Text under study:
Iranian media said at least five people were killed in a US-Israeli attack on a residential unit in the northwestern city of Zanjan.
Iranian President Masoud Pezeshkian spoke to Prime Minister Shehbaz Sharif of Pakistan, who hosts talks from Sunday with the Turkish, Egyptian and Saudi foreign ministers on ways to ease regional tensions.
The Israeli military said on Sunday it had targeted Tehran's weapons manufacturing infrastructure, including dozens of storage and production sites the day before. Five people were killed in a strike on a pier in the southern port city of Bandar-e-Khamir that also destroyed two vessels, Iranian state media reported on Sunday.
Read More: Iran FM warns Israel of 'heavy price' after attacks on steel factories, power plant, nuclear sites
It also hit targets in Lebanon, resuming its war against Iran-backed Hezbollah, killing three Lebanese journalists in a strike on a media vehicle, Lebanon's Al Manar TV reported, as well as a Lebanese soldier. A follow‑up strike on the rescue workers sent to assist them also caused fatalities.
Israel's military said it had targeted one of the journalists, accusing him of being part of a Hezbollah intelligence unit and saying he had reported on locations of Israeli soldiers.
Iran kept up attacks on Israel and several Gulf states after hitting an air base in Saudi Arabia on Friday and wounding 12 US military personnel, two of them seriously, in one of the most serious breaches of US air defences so far.
Air defences shot down a drone near the residence of the leader of the Iraqi Kurdish ruling party, Masoud Barzani, in Erbil, security sources told Reuters early on Sunday. Security sources said on Saturday that another drone attack had targeted the home of the president of Iraq's Kurdistan region.
Israel, which regularly faced missile attacks from the Houthis before the war, confirmed a missile had been fired at it from Yemen. There were no reports of casualties or damage.
The attack pointed to a potential new threat to global shipping, already hit by the effective closure of the Strait of Hormuz, previously a conduit for about a fifth of global oil and liquefied natural gas supplies.
The group carried out a second strike on Israel, said Houthi military spokesperson Yahya Saree, vowing more strikes to come.
The Houthis have shown an ability to strike targets far beyond Yemen and disrupt shipping lanes around the Arabian Peninsula and the Red Sea, as they did in support of Hamas in the Gaza war.

Dataset extract:

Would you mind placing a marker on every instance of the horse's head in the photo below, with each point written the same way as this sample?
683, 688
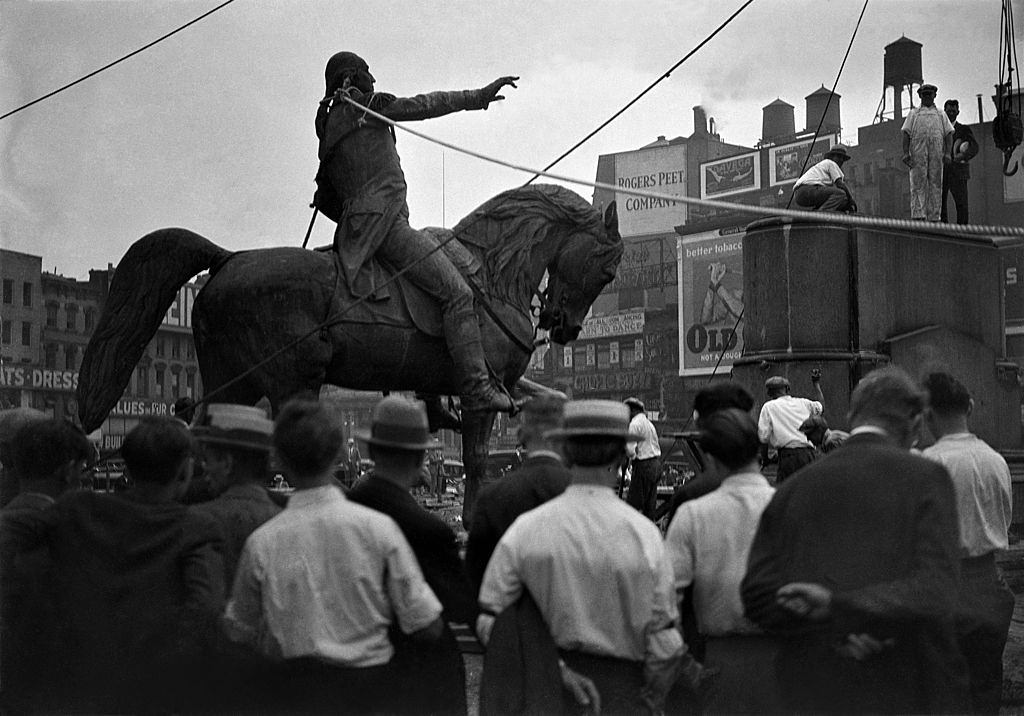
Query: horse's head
578, 275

Set of tasks:
1. According to the news report, how many US military personnel were wounded when Iran hit an air base in Saudi Arabia?
2. Please sum up the news report in two sentences.
3. Carry on the news report from the point where it stops.
The listing has nothing to do with the news report.

Solved problems:
1. Twelve US military personnel were wounded, two of them seriously.

2. Iranian media reported deaths from strikes in Zanjan and at a pier in Bandar-e-Khamir, while Israel said it had targeted Tehran's weapons manufacturing sites and also hit targets in Lebanon, killing three journalists. Iran kept up attacks on Israel and several Gulf states, including a strike on a Saudi air base that wounded 12 US personnel, and the Houthis in Yemen launched strikes on Israel.

3.
With the US midterm elections due in November, the increasingly unpopular war has weighed on Trump's Republican Party. He has appeared eager to end it soon, while also threatening escalation.
Demonstrators took to city streets across the US on Saturday in anti-Trump rallies described by organisers as a call to action against the war on Iran.
Trump has threatened to hit Iranian power stations and other energy infrastructure if Iran does not open the Strait of Hormuz. But he extended a deadline he had imposed for this week, giving Iran another 10 days to respond.
Iranian threats to attack ships in the strait have kept most oil tankers from attempting the waterway. Iran has agreed to let an additional 20 Pakistani-flagged vessels pass through the strait, with two ships permitted to transit daily, said Pakistani Foreign Minister Ishaq Dar.
Israel has targeted Iran's nuclear infrastructure. The head of Russia's state nuclear corporation Rosatom, which has evacuated staff from the Bushehr nuclear power plant on the Gulf coast, said the attacks threatened nuclear safety.
Pezeshkian said Iran would "retaliate strongly if our infrastructure or economic centres are targeted".Iranian attacks were reported in multiple areas across the Gulf, including Kuwait, the United Arab Emirates and Oman.
An Iranian airstrike hit the Israeli village of Eshtaol, near Jerusalem. Seven people were hospitalised, Israel’s ambulance service said. Aluminium Bahrain said its facilities were targeted in an Iranian attack on Saturday, Bahrain's state news agency reported.